## begin Reading text
Attendance of Board of Directors during FY2020
|Directors||Outside Directors||Board of Directors (held 14 times)|
|Number of Attendance||Attendance Rate|
|Shingo Yamanaka||10 *1||100%|
|Takashi Nagasaka||〇||10 *1||100%|
- *1As he/she became a member of the Company's Board of Directors on 30 January, 2020, the number of meetings of the Board of Directors that he/she is eligible to attend is 10.
Attendance at Board of Directors/Audit and Supervisory Committee during FY2020
|Directors/Audit and Supervisory Committee Members||Outside Directors||Board of Directors
(held 14 times)
|Audit and Supervisory Committee (held 5 times)|
|Number of Attendance||Attendance Rate||Number of Attendance||Attendance Rate|
|Akifumi Sasakawa||10 *1||100%||4 *2||100%|
|Miho Niunoya||〇||10 *1||100%||4 *2||100%|
- *1As he/she became a member of the Company's Board of Directors on 30 January, 2020, the number of meetings of the Board of Directors that he/she is eligible to attend is 10.
- *2As he/she became a member of the Company's Directors and Audit and Supervisory Committee Members on 30 January, 2020, the number of meetings of the Audit and Supervisory Committee that he/she is eligible to attend is 4.
Compensation for Officers
Matters regarding compensation for officers and decisions on methods for calculation thereof
The Company has its policy on the amount of compensation for its officers and the determination of a method for calculation thereof, and based on which, it determines compensation for officers while also taking into consideration compensation levels that are generally acceptable, economic trends, operating results and the maintenance of balance with employees' wages.
## end Reading text
* [What to do]:
Put this sentence from the board report into Spanish: "The Company has its policy on the amount of compensation for its officers and the determination of a method for calculation thereof, and based on which, it determines compensation for officers while also taking into consideration compensation levels that are generally acceptable, economic trends, operating results and the maintenance of balance with employees' wages." Work only from the board report.
## begin Data shown
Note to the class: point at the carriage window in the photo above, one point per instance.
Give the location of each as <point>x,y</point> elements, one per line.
## end Data shown
* [Exercise result]:
La Compañía tiene su política sobre el monto de la remuneración de sus directivos y la determinación de un método para calcularla, y con base en ella determina la remuneración de los directivos, teniendo en cuenta también los niveles de remuneración generalmente aceptables, las tendencias económicas, los resultados operativos y el mantenimiento del equilibrio con los salarios de los empleados.